==== Data shown ====
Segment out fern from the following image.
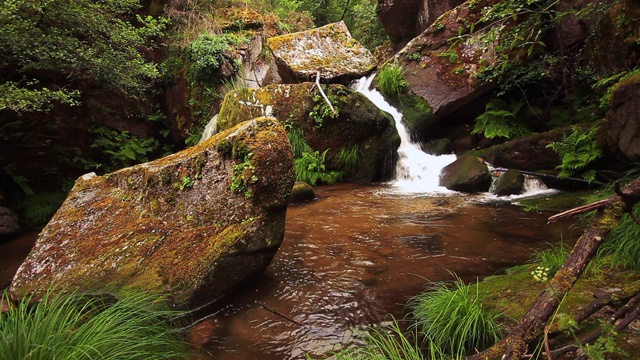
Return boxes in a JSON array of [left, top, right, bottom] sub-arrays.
[[295, 149, 342, 186], [547, 126, 602, 182], [472, 99, 530, 139]]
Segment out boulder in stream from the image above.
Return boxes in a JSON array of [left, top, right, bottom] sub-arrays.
[[217, 82, 400, 183], [267, 21, 375, 83], [10, 117, 295, 308], [440, 155, 491, 192]]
====
Work to be completed:
Express every line of the records as a Markdown table with the columns Row and Line, omitting blank lines and the pictures.

Response to the task:
| Row | Line |
|---|---|
| 1 | Segment out fern from the following image. |
| 2 | Return boxes in a JSON array of [left, top, right, bottom] sub-arrays. |
| 3 | [[295, 149, 342, 186], [547, 126, 602, 182], [472, 99, 530, 139]] |
| 4 | Segment out boulder in stream from the image above. |
| 5 | Return boxes in a JSON array of [left, top, right, bottom] sub-arrays. |
| 6 | [[217, 82, 400, 183], [267, 21, 375, 83], [10, 117, 295, 308], [440, 155, 491, 192]] |